> **Texto do exercício**:
· · · · ·
Decisão da Justiça Federal aponta fraude sistemática, enriquecimento ilícito e prejuízo ao SUS em esquema que durou mais de dois anos no interior do Rio Grande do Sul.
A Justiça Federal condenou a sócia-proprietária de uma drogaria em Casca (RS) por atos de improbidade administrativa ligados ao Programa Farmácia Popular do Brasil. A sentença, proferida pela 2ª Vara Federal de Passo Fundo e publicada em 27 de novembro, é do juiz César Augusto Vieira.
De acordo com a ação apresentada pelo Ministério Público Federal (MPF), a ré — que atuava simultaneamente como proprietária, administradora e atendente — teria fraudado o sistema entre janeiro de 2013 e maio de 2015, realizando dispensações simuladas de medicamentos. Segundo o MPF, o prejuízo inicial foi de R$ 196.894,23, alcançando R$ 268.245,81 após atualização na data do ingresso da ação.
A acusada confessou a conduta no âmbito de um Acordo de Não Persecução Penal (ANP).
O juiz destacou que os autos comprovaram materialidade, dolo e autoria, com base principalmente no relatório do Departamento Nacional de Auditoria do SUS, que identificou falhas graves na execução do programa pela farmácia. Entre as irregularidades verificadas, estavam:
dispensação registrada sem comprovação de compra por notas fiscais;
uso indevido do nome de pessoas falecidas;
assinaturas e rubricas contestadas por 10 dos 25 usuários entrevistados;
inconsistências sistemáticas incompatíveis com erros administrativos comuns.
O magistrado observou que o dano ao erário foi totalmente ressarcido no ANP, não havendo necessidade de nova condenação por esse ponto. Entretanto, aplicou outras sanções previstas na Lei de Improbidade Administrativa:
suspensão dos direitos políticos por 8 anos;
multa civil equivalente ao valor do dano;
proibição de contratar com o poder público por 10 anos.
· · · · ·
> **Seção de dados**:
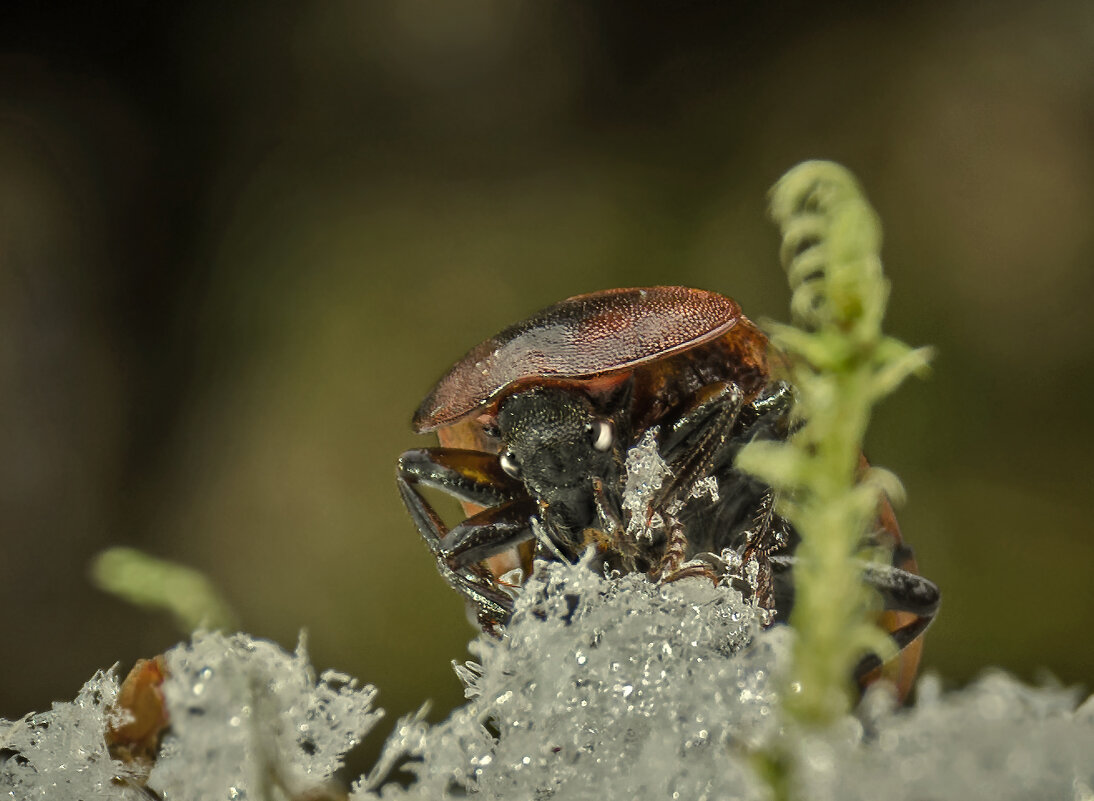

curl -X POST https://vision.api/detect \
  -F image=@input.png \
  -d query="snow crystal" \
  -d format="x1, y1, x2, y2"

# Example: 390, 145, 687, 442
148, 634, 382, 801
0, 559, 1094, 801
352, 555, 1094, 801
356, 555, 788, 799
0, 669, 142, 801
622, 426, 672, 542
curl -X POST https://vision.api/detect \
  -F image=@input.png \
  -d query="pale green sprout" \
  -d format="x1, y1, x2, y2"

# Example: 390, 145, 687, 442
737, 161, 930, 723
91, 547, 237, 635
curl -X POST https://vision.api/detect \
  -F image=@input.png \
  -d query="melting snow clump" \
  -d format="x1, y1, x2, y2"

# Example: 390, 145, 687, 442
0, 564, 1094, 801
356, 555, 790, 801
0, 669, 143, 801
148, 634, 382, 801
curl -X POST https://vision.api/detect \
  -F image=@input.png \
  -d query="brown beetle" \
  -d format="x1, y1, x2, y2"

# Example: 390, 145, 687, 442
398, 287, 938, 686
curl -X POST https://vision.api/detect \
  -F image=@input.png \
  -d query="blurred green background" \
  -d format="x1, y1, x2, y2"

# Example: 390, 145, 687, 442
0, 0, 1094, 774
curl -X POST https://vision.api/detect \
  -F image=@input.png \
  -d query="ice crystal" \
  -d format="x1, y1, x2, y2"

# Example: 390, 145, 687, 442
0, 669, 141, 801
148, 634, 381, 801
358, 555, 788, 799
622, 426, 671, 542
0, 562, 1094, 801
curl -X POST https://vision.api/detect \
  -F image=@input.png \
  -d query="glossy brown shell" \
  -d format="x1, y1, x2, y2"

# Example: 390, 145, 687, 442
414, 287, 742, 432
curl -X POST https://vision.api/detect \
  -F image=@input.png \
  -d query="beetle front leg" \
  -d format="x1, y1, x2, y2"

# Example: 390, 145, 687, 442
396, 448, 529, 631
770, 555, 942, 695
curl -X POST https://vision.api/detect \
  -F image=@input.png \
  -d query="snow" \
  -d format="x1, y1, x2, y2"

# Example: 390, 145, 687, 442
0, 564, 1094, 801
· · · · ·
> **Enunciado**: Atualize o trecho do texto sobre a condenação da drogaria que vai de "O juiz destacou" até "por 10 anos.", trocando "magistrado" por "julgador".

> **Resposta esperada**:
O juiz destacou que os autos comprovaram materialidade, dolo e autoria, com base principalmente no relatório do Departamento Nacional de Auditoria do SUS, que identificou falhas graves na execução do programa pela farmácia. Entre as irregularidades verificadas, estavam:
dispensação registrada sem comprovação de compra por notas fiscais;
uso indevido do nome de pessoas falecidas;
assinaturas e rubricas contestadas por 10 dos 25 usuários entrevistados;
inconsistências sistemáticas incompatíveis com erros administrativos comuns.
O julgador observou que o dano ao erário foi totalmente ressarcido no ANP, não havendo necessidade de nova condenação por esse ponto. Entretanto, aplicou outras sanções previstas na Lei de Improbidade Administrativa:
suspensão dos direitos políticos por 8 anos;
multa civil equivalente ao valor do dano;
proibição de contratar com o poder público por 10 anos.